**Texto fornecido**
Redijo este texto na sequência da
Deliberação n.º 1571/2017, da Comissão Nacional de Proteção de Dados (CNPD),
referente à eventual publicação no portal do Governo, pelo MAI, do capítulo 6
do relatório intitulado Complexo de Incêndios ocorridos em Pedrógão Grande e
concelhos limítrofes, iniciados em 17/6, cuja preparação pela equipa do Centro
de Estudos sobre Incêndios Florestais, da Universidade de Coimbra, coordenei.
Ao aceitarmos o encargo confiado
pelo Governo, de estudar este incêndio e de preparar um relatório sobre o
mesmo, fizemo-lo com o propósito de averiguar o que de relevante tivesse
ocorrido, na sua génese e progressão, no modo como foi gerido pelas comunidades
e pelas autoridades, antes, durante e depois, e nas suas consequências, tanto
nas pessoas como no meio ambiente, social e económico.

**Tarefas a realizar**
a - Segundo o texto fornecido sobre o relatório dos incêndios de Pedrógão Grande, que equipa o preparou?
b - Prossiga o texto fornecido sobre o relatório dos incêndios de Pedrógão Grande a partir da sua última frase.

**Dados apresentados**
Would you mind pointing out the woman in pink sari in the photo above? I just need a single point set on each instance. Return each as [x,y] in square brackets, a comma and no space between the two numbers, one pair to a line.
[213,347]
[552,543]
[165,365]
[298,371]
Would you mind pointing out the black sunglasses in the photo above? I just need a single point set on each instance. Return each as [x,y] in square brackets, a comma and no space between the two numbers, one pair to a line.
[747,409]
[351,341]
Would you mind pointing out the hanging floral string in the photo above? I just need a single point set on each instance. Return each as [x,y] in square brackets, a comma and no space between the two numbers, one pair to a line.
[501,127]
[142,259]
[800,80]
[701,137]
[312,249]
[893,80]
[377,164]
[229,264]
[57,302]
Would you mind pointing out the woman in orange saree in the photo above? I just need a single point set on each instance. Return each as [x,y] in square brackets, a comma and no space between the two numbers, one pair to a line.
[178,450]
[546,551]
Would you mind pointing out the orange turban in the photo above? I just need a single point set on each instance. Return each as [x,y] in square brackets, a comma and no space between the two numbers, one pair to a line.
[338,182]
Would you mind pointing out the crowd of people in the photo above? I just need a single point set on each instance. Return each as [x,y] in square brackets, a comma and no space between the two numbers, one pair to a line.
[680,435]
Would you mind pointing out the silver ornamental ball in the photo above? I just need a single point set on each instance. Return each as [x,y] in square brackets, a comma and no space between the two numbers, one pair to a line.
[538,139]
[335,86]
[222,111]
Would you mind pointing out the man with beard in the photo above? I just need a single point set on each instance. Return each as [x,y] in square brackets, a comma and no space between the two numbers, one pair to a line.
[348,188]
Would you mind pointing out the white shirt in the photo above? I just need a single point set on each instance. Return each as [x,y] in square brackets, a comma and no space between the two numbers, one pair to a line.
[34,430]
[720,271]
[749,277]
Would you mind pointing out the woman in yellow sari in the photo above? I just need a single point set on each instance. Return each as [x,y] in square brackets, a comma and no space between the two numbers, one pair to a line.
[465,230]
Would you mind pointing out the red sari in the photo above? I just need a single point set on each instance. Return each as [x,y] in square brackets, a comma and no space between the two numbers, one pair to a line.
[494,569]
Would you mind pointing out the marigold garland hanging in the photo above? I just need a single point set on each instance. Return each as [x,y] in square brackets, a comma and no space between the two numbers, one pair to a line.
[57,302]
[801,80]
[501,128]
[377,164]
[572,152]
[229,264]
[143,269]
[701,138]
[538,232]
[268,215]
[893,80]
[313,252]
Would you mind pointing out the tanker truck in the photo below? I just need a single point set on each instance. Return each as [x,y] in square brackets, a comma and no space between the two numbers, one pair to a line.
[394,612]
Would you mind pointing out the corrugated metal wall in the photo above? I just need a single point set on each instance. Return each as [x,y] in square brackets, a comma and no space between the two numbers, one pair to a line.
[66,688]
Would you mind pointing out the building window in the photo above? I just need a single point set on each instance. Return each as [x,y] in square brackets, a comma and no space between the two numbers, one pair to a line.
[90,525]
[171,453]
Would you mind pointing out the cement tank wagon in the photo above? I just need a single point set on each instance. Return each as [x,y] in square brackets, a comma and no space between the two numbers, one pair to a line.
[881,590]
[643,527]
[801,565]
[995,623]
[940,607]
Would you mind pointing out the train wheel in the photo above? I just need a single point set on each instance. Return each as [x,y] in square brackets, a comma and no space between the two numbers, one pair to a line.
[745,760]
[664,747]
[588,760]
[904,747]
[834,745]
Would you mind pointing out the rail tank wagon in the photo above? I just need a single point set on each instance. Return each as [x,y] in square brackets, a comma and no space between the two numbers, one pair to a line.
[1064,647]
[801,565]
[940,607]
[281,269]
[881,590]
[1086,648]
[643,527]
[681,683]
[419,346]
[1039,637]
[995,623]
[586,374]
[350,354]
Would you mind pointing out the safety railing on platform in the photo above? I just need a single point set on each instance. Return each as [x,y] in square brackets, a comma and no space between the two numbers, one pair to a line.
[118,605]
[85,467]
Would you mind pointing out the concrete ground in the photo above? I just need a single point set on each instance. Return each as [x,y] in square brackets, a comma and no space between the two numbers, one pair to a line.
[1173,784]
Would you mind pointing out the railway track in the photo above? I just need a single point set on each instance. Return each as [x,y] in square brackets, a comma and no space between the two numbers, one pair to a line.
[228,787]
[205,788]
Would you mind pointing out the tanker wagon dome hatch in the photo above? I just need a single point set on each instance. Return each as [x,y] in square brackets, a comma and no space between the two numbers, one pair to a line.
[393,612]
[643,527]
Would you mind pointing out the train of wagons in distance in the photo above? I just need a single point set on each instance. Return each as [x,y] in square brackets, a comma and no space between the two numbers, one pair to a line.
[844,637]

**Respostas escritas**
a - A equipa do Centro de Estudos sobre Incêndios Florestais, da Universidade de Coimbra.

b -
Este incêndio constituiu a maior
tragédia que se verificou até hoje, em Portugal, associada a um incêndio
florestal, antes de mais pelo número extremamente elevado de vítimas mortais
que causou. O nosso propósito foi sempre o de dar a conhecer os factos que
apurámos, registando o que de bom e de mau nos foi dado analisar, sem condenar
ou culpar nenhuma pessoa ou entidade, mas para comunicar, ao público em geral,
as lições que se devem retirar destes eventos e para dotar as entidades
pertinentes de elementos que lhes permitam suportar um aprofundamento dos
factos expostos e a tomada de decisões, quando estas se imponham.
No dia 16 de outubro, entregámos
ao Governo uma versão completa do relatório (versão A) contendo os nomes e
identificação de pessoas e lugares. Como é sabido, o Governo decidiu publicar o
relatório, excluindo o seu capítulo 6 (o que deu origem à versão B do
relatório), que aborda os acidentes pessoais, por se entender que continha
dados pessoais que poderiam colocar em causa a privacidade das pessoas
envolvidas ou dos seus familiares. Esta versão B foi disponibilizada
imediatamente.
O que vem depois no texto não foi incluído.